══ Supplied text

Rembrandt, ‘Self-portrait at the age of 34’ (1640)

The NGA is hoping this show has enough pulling power to draw crowds to Canberra. The big gamble is that the desire to see great works of art will outweigh any scruples about the risks of travelling between cities. A secondary consideration is whether the typical Australian gallery-goer might say they’ve already been to London and seen the National Gallery collection.

The best answer to these equivocations may be that a truly great work of art is worth seeing again and again. I’d argue it’s worth travelling to Canberra simply to lay eyes on Rembrandt’s Self-portrait at the age of 34 (1640). By common consent one of the greatest portraits ever painted, it brings us into the most intimate contact with the Dutch master. Looking into the artist’s eyes, we can imagine many different things. Although it was intended as a display of self-confidence, it’s possible to detect a hint of anxiety in Rembrandt’s gaze, as he strains to maintain his pose of savoir-faire. Perhaps there’s also a flash of arrogance, a vice that would be one of the agents of his undoing in later life.

Experts have raved about the “humanity” of Rembrandt’s portraits, but to be human is not only to be the measure of all things, it is to be fallible, to err and suffer. Had he been a philosopher Rembrandt might have said, with Montaigne, “I have never seen a greater monster or miracle than myself.” Being a painter he has captured these sentiments in this searching image of his own face which transcends the claims of his own ego.

Vermeer, ‘A young woman seated at a virginal’ (c.1670-72)

“Masterpiece” may be one of the most abused terms in the art lexicon but with the National Gallery there are only 2,300 works in the entire collection. There is very little fat, hardly anything that might be described as second-rate or average, and everybody seems to have their personal favourites. The painter, Jeffrey Smart, would rhapsodise about Piero della Francesca’s The Baptism of Christ (1450), but the work I can never get enough of is Piero di Cosimo’s A Satyr mourning over a nymph (c.1495).

Neither of these works are in the Canberra show but almost every room contains paintings that should stop viewers in their tracks. The most obvious is the luminous Sunflowers, a painting so iconic that the critic, Lawrence Alloway, once coined the term “sunflowering” for the process whereby a work that has been reproduced so often that it passes into popular culture. The antidote for this is to look for ten seconds at Van Gogh’s actual painting. It has an intensity no photograph can capture.

════

Tasks to carry out -
[a] List every painting the art review names by title, each with the artist the review gives for it.
[b] Write the next paragraph of the art review, picking up right after its last sentence.
The items after this point come from a separate source and are unrelated to the art review.

══ Material

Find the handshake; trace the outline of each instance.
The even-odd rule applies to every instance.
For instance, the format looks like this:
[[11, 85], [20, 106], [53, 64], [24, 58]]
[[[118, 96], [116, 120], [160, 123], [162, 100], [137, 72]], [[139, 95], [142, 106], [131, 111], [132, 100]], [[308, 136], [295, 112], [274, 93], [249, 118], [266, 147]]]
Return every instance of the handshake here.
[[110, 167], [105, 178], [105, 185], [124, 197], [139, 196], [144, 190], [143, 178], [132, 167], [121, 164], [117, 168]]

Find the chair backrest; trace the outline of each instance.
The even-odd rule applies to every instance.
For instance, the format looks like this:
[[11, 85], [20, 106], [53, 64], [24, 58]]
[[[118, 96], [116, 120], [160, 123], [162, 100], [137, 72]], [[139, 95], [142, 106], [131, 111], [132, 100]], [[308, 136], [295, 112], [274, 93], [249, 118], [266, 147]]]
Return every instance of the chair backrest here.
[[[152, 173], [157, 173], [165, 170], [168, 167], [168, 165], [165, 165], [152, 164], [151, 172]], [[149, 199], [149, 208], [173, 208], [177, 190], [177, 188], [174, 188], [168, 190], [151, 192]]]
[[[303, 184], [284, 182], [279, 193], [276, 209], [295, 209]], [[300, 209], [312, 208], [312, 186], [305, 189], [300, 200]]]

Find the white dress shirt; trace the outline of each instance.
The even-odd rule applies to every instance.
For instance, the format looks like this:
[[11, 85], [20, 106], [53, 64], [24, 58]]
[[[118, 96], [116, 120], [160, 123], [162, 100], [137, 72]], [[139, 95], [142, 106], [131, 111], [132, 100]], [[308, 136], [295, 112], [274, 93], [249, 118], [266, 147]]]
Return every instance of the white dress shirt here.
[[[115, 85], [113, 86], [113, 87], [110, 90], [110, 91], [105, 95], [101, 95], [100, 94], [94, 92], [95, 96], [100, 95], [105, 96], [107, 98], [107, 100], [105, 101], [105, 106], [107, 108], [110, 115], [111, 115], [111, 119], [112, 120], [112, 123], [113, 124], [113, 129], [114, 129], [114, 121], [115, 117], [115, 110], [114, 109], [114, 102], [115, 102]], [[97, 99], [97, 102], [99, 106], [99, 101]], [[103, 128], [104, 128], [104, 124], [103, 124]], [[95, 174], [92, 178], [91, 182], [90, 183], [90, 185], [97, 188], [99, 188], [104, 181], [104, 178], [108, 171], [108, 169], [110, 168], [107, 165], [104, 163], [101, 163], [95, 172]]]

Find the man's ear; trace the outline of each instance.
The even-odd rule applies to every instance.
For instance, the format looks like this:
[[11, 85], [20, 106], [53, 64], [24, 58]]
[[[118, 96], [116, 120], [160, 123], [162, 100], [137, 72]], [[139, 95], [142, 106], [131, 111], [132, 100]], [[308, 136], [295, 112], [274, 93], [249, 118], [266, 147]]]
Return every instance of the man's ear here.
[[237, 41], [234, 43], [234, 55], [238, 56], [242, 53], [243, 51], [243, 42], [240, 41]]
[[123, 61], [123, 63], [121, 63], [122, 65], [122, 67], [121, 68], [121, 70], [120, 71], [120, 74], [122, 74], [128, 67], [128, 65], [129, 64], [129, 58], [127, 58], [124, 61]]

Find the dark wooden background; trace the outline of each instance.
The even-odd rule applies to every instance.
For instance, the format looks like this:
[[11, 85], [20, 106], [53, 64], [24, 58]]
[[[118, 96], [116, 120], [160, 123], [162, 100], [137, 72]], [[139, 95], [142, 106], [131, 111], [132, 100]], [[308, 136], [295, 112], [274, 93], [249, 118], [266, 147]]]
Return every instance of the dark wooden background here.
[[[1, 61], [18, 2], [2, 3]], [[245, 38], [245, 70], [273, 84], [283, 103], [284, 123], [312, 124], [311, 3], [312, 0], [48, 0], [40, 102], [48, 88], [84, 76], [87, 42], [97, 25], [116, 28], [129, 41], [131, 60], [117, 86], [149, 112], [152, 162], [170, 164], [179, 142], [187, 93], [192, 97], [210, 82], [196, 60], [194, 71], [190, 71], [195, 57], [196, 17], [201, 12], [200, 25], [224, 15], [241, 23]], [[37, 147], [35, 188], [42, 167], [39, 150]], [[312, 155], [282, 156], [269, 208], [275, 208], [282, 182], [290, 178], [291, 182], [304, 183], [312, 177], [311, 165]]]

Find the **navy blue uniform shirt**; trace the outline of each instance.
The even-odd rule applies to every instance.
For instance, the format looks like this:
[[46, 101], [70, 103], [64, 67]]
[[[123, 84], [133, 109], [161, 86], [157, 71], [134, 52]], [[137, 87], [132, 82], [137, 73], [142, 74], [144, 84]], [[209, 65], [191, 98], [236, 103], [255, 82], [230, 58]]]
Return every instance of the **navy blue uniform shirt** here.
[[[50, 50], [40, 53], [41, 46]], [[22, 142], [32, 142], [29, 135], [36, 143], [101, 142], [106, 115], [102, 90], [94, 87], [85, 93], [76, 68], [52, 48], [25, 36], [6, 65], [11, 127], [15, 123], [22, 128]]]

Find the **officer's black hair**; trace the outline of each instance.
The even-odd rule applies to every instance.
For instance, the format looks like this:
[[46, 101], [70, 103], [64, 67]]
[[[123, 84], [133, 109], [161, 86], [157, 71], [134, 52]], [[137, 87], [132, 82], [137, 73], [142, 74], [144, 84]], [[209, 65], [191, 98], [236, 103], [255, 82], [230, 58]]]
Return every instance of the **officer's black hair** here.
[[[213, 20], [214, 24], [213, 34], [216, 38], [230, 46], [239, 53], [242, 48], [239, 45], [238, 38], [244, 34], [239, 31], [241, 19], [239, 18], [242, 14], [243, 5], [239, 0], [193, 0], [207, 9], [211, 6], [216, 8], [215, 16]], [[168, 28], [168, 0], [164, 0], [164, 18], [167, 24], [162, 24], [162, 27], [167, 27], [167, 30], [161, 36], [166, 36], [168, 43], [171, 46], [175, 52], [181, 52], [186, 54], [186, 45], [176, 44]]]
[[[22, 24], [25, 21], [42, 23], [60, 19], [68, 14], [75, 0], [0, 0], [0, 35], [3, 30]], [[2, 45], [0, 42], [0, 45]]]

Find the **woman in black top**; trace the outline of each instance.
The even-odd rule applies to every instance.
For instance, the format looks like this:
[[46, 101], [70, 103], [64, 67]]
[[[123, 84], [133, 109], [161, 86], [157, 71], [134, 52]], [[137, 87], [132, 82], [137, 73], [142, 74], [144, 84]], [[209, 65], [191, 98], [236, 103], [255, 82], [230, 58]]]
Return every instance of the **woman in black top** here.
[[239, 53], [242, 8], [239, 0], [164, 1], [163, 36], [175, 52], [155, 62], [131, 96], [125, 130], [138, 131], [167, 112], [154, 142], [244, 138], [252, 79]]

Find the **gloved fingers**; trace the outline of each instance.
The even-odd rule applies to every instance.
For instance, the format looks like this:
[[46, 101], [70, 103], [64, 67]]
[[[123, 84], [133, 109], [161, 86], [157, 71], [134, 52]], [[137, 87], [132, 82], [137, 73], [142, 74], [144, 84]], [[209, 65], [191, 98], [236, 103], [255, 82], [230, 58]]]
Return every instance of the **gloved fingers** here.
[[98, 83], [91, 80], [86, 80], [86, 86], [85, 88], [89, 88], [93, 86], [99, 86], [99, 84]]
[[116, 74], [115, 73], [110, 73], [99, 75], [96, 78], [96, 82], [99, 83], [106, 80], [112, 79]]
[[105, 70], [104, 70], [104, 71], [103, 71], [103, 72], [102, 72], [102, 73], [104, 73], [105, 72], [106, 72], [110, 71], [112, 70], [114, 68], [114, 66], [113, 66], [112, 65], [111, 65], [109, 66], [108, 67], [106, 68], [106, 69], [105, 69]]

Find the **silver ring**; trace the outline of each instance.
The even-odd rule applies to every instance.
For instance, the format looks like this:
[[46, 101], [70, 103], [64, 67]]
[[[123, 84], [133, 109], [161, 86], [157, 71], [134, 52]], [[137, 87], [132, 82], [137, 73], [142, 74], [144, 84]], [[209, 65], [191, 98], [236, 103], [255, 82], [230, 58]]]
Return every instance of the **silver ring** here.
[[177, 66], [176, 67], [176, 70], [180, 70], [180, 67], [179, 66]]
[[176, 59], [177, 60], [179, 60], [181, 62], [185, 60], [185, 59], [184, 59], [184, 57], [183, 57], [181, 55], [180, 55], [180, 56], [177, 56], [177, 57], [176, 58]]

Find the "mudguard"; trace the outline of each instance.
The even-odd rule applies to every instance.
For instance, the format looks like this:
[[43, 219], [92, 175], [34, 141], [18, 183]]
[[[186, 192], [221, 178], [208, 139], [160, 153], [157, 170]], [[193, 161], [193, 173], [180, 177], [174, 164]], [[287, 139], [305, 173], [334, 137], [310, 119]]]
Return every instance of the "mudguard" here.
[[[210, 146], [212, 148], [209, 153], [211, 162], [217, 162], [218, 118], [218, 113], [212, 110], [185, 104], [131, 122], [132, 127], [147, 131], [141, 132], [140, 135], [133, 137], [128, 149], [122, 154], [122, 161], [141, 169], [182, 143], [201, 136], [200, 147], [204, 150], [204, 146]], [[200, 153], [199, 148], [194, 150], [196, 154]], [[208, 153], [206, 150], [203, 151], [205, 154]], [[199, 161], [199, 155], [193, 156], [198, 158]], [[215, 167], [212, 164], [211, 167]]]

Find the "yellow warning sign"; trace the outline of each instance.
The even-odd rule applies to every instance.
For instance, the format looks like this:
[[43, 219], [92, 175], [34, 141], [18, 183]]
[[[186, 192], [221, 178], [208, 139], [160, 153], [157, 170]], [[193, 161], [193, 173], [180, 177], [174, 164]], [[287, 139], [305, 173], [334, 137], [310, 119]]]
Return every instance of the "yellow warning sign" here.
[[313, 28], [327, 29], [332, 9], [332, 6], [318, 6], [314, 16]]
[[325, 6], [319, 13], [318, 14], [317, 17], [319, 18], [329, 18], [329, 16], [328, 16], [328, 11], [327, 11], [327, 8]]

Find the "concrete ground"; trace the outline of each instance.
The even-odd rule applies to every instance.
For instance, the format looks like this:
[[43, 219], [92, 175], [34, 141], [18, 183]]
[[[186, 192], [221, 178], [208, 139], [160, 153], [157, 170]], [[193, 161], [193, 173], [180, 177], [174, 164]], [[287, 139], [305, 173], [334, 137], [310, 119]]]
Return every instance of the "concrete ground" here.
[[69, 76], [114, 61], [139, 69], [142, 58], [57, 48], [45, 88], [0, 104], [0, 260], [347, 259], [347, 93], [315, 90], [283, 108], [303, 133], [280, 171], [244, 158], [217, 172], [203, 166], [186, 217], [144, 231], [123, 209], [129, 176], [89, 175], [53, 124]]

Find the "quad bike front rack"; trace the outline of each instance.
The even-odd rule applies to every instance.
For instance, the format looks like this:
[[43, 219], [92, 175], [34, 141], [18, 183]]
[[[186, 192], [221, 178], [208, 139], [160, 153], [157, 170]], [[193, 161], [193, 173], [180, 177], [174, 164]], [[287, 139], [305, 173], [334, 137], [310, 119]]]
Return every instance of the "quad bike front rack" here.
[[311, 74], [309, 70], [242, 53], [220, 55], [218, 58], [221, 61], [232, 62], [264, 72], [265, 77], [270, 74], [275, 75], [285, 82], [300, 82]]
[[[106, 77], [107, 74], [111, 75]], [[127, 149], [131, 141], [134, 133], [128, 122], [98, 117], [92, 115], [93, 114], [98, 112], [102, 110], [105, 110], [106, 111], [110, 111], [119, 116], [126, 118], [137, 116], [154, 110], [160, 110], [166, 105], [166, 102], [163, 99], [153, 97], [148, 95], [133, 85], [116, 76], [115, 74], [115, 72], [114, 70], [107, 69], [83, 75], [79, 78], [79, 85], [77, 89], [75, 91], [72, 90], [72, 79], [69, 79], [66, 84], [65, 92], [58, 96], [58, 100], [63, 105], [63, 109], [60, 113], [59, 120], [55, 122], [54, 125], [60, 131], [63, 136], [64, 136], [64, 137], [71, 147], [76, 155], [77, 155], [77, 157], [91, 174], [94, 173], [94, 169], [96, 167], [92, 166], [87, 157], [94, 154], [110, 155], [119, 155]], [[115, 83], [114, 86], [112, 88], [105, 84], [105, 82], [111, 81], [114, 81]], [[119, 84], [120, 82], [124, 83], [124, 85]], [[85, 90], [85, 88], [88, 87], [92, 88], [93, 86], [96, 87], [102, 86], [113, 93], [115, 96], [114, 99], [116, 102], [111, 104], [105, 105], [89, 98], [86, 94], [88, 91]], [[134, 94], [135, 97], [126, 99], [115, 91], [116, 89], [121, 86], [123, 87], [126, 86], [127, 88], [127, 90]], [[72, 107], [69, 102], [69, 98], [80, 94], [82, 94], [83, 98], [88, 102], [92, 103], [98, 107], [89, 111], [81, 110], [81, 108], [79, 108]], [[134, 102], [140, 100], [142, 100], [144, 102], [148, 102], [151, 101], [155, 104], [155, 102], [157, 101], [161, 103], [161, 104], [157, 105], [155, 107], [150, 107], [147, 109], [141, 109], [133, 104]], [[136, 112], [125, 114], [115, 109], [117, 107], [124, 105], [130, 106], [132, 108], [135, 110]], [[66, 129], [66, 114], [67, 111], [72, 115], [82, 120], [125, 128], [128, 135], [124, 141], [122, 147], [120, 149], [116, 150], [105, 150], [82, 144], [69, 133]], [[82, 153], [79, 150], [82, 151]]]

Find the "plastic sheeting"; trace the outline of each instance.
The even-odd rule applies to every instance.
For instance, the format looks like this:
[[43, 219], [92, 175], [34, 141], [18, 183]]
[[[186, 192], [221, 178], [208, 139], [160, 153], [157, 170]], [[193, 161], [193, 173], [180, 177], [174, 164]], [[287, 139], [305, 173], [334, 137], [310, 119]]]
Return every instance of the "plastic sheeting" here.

════

Expected outputs -
[a]
- Self-portrait at the age of 34 by Rembrandt
- A young woman seated at a virginal by Vermeer
- The Baptism of Christ by Piero della Francesca
- A Satyr mourning over a nymph by Piero di Cosimo
- Sunflowers by Van Gogh

[b]
The other, truly iconic painting is Vermeer’s A young woman seated at a virginal (c.1670-72). We have so few works by Vermeer that every picture is priceless. This small oil displays the jewel-like colour and mastery of light and shade we have come to value so highly. It also presents a mystery, as we have no idea who the young woman is, or what she might be playing. And who is she looking at? The artist? Her audience? Maybe you and me.

Thomas Gainsborough, ‘Mrs. Siddons’ (1785)

Aside from these famous pictures, I’d recommend a long look at Gainsborough’s Mrs.Siddons (1785), a portrait of one of the famous actresses of the Augustan era. No longer in the first flush of youth, Mrs Siddons is still an awesome proposition: distinguished, expensive, handsome rathe than classically beautiful. Silks, furs and draperies aranged themselves around her in a dark, romantic swirl.

On the other side of the room spare a moment for Thomas Lawrence’s Queen Charlotte (1789), which shows the long-suffering wife of George III, looking worn but serene, buried in mountain of soft, fragile fabric. The artist has captured a beauty that transcends old age, perhaps the most forgiveale form of flattery.

Turner’s Ulysses deriding Polyphemus – Homer’s Odyssey (1829), El Greco’s Christ driving the traders from the temple (c.1600), would be major attractions in any show, along with pictures by Uccello, Titian, Tintoretto, Hals, van Dyck, Goya, Velazquez, Cézanne and Monet. I’ve seen these pieces many times, but one I hadn’t noticed that struck me with real force was Girolamo Giovanni Savoldo’s Mary Magdalene (c.1535-40).

Girolamo Giovanni Savoldo, ‘Mary Magdalene’ (c.1535-40)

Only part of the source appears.